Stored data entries
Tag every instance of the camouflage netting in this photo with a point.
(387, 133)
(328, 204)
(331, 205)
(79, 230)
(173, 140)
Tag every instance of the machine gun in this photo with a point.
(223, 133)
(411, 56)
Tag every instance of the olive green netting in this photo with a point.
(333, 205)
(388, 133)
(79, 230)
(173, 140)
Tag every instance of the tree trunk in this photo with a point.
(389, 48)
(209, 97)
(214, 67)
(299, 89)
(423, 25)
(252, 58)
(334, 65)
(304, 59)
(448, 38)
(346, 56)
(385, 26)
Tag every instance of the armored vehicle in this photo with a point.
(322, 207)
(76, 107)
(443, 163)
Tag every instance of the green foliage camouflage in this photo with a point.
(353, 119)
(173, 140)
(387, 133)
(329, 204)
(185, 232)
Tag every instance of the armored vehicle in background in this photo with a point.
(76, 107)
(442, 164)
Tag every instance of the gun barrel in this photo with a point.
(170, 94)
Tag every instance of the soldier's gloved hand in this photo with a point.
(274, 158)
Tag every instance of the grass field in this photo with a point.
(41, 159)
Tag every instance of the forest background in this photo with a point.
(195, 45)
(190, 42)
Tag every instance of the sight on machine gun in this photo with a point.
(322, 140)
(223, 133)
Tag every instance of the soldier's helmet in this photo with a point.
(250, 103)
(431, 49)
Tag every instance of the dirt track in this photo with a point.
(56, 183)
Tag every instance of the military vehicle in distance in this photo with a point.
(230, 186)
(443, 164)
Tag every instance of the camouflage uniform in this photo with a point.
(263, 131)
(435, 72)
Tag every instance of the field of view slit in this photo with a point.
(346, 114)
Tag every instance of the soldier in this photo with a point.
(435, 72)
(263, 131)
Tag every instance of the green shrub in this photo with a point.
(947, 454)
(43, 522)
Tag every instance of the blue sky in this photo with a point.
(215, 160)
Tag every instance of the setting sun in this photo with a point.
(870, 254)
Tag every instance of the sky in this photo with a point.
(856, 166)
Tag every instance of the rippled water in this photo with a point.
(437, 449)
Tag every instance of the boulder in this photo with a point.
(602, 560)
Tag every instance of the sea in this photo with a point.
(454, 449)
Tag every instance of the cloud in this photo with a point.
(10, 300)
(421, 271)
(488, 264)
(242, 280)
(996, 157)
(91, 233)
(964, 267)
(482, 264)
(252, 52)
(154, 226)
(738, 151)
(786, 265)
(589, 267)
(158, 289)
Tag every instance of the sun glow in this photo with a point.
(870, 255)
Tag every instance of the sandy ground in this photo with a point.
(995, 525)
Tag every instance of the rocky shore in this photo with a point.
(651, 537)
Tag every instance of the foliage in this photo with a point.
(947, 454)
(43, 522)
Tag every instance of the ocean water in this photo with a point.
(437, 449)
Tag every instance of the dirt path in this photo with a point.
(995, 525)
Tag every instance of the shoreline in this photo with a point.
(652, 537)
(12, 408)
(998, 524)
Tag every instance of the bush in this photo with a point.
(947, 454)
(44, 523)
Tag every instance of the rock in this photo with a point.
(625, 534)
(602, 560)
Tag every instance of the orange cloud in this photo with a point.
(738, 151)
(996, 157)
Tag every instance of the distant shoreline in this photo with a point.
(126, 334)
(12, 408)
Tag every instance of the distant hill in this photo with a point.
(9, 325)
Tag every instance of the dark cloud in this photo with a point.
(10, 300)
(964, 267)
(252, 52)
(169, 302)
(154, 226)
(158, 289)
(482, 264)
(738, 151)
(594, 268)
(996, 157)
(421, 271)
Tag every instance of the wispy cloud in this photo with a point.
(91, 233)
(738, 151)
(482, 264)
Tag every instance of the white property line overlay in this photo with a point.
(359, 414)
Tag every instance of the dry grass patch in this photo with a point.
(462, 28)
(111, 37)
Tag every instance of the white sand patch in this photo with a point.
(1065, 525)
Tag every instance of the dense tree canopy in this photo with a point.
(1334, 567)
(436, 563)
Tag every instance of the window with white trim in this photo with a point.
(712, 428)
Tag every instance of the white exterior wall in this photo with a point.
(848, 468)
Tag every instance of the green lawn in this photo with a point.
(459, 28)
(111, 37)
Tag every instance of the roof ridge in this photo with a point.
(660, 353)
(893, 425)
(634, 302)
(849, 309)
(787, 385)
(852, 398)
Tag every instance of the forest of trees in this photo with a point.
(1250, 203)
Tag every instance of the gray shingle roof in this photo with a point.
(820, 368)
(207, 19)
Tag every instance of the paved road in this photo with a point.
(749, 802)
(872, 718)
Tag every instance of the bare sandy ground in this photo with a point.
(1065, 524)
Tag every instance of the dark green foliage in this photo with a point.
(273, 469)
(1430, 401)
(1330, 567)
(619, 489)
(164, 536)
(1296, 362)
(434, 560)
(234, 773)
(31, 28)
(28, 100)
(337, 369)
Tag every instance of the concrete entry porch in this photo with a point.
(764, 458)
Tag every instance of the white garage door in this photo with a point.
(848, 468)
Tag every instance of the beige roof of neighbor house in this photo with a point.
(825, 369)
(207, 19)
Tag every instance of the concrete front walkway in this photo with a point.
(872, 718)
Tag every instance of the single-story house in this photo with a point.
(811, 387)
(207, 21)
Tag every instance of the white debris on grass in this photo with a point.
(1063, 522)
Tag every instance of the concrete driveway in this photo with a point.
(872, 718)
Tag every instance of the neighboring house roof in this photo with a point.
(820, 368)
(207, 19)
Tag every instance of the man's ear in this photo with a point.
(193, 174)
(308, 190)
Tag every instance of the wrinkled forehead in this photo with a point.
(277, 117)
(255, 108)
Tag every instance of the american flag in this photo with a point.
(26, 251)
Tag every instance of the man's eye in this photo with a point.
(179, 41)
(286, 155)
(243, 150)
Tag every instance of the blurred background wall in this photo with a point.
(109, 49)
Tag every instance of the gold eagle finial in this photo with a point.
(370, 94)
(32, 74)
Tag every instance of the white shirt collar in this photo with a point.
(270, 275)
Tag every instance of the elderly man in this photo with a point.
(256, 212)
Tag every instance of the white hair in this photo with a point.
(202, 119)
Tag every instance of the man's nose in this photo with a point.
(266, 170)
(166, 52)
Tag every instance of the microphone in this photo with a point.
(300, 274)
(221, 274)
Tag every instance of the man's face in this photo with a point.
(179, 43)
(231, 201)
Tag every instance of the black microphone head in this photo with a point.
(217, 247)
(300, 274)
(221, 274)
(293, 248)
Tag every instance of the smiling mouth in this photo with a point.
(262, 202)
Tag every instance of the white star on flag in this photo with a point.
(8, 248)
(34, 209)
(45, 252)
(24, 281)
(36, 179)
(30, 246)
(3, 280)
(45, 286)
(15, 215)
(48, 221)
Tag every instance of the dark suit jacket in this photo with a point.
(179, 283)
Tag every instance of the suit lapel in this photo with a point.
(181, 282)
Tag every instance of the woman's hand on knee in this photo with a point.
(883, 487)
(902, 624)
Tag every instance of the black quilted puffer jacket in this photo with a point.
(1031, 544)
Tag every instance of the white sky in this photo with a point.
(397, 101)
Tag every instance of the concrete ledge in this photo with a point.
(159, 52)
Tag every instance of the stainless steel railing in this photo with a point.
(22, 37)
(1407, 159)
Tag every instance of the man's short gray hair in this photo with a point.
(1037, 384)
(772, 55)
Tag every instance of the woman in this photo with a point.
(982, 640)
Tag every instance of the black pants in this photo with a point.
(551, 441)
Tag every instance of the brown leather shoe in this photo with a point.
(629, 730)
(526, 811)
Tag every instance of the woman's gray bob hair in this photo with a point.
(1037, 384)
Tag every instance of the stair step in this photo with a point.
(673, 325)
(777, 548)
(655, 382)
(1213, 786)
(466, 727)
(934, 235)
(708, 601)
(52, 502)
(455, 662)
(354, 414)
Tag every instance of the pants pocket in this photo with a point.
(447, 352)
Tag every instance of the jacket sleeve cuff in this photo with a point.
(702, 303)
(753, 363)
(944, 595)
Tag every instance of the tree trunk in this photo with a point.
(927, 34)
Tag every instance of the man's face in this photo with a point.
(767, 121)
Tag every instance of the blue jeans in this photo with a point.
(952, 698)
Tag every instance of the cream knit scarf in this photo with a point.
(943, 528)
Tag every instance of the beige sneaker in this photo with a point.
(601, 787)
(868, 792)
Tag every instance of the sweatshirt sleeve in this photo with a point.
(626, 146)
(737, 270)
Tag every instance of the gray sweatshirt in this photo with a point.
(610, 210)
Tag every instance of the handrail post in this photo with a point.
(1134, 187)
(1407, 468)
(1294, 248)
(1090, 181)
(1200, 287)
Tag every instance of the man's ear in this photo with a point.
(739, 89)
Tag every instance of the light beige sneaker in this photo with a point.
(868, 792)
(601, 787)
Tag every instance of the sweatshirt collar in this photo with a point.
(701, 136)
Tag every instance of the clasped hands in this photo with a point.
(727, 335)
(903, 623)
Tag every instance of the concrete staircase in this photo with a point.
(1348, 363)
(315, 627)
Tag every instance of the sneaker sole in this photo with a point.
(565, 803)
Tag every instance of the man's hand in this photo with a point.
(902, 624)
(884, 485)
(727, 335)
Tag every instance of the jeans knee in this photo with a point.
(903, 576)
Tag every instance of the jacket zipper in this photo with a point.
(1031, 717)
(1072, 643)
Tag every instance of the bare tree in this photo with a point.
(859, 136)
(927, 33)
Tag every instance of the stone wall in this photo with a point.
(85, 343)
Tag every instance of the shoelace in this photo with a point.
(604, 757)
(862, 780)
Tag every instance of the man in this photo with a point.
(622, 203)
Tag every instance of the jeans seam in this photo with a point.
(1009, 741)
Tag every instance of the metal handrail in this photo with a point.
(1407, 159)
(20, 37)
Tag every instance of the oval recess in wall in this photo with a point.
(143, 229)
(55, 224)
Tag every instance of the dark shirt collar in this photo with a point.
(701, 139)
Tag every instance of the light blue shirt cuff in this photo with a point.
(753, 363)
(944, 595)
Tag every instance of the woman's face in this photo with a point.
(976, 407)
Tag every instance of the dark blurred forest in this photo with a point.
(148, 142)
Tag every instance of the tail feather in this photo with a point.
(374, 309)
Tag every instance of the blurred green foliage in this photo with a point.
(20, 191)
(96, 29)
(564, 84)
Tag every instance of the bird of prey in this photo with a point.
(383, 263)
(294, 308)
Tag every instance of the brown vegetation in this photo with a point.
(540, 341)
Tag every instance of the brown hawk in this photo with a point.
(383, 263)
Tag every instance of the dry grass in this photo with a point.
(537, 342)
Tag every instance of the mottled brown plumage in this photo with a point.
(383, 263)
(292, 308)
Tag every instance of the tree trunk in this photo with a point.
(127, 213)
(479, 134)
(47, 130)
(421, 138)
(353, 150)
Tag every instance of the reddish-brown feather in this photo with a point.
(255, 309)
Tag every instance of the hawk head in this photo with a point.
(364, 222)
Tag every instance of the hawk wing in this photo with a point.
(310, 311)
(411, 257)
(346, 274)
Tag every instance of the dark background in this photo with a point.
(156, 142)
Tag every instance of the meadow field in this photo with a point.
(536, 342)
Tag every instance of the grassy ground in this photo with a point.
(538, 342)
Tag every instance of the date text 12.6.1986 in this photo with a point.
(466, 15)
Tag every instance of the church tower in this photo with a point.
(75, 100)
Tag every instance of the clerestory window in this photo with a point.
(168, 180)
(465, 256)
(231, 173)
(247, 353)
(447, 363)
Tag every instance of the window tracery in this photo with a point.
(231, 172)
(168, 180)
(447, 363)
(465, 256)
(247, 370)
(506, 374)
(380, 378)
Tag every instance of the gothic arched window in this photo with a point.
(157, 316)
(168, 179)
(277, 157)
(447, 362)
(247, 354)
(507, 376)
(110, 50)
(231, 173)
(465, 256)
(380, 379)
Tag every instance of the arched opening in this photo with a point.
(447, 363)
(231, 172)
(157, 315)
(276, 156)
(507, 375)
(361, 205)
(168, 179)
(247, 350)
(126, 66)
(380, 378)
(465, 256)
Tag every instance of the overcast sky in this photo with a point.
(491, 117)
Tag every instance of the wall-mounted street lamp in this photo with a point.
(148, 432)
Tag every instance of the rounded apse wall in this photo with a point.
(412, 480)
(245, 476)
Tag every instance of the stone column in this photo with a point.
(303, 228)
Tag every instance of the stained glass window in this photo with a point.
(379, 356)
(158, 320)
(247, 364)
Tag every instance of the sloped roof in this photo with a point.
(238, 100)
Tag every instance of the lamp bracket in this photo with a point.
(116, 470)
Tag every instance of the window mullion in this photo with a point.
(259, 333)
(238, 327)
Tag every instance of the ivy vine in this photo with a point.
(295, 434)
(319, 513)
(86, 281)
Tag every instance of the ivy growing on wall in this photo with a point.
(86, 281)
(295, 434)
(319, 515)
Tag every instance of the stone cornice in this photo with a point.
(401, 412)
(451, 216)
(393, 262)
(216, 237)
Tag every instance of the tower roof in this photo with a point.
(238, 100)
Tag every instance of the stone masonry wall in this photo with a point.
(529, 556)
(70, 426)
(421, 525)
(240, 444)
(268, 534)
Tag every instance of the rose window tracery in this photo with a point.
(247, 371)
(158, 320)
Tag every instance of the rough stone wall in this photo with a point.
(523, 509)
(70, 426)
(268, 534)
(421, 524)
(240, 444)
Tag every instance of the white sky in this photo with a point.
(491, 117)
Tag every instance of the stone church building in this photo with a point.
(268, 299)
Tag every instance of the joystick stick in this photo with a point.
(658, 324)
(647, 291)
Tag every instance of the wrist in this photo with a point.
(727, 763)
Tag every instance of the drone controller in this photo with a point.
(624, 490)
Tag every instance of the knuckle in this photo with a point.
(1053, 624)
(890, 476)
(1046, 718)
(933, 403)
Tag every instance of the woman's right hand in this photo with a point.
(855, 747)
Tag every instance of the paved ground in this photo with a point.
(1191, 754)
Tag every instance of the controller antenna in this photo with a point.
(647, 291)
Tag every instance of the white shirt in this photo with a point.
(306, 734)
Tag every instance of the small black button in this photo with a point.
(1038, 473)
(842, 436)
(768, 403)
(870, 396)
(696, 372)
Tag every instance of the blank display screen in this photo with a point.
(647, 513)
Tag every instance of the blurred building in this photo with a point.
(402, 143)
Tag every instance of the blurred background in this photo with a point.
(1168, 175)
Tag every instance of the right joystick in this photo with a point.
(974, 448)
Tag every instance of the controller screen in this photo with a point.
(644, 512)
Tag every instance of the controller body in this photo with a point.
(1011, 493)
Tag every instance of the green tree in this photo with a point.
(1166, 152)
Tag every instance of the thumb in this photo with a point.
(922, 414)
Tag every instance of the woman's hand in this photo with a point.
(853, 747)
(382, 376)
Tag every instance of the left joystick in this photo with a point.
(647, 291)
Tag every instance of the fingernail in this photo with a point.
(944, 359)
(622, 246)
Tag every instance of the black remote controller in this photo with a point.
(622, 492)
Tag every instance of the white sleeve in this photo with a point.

> _GOAL_
Rewrite the records starting at the line that contains "Tag every instance of the right" and ending at the last line of the records, keeping every line including the requests, and multiply each point coordinate in the answers by 0.25, rounding to whole numbers with halves rounded up. Give only these lines.

> _THE OUTPUT_
Tag every instance of the right joystick in this photo with a point.
(244, 112)
Tag every instance of the controller screen in this photo with a point.
(161, 128)
Tag every instance of the controller body in this photo with a point.
(253, 123)
Tag every instance of the green tree in this photo with a point.
(292, 38)
Tag every instance of the thumb in this photo with a point.
(231, 104)
Tag every instance of the woman's hand in this photo with a point.
(213, 187)
(96, 94)
Tag every instance of the left joystick in this photo with a point.
(162, 73)
Tag every instance of the fingernail in this photo with a point.
(236, 90)
(156, 62)
Tag every instance of the black remote controller in this photo with a point.
(156, 123)
Tag every instance of the white sleeve in this photo with a point.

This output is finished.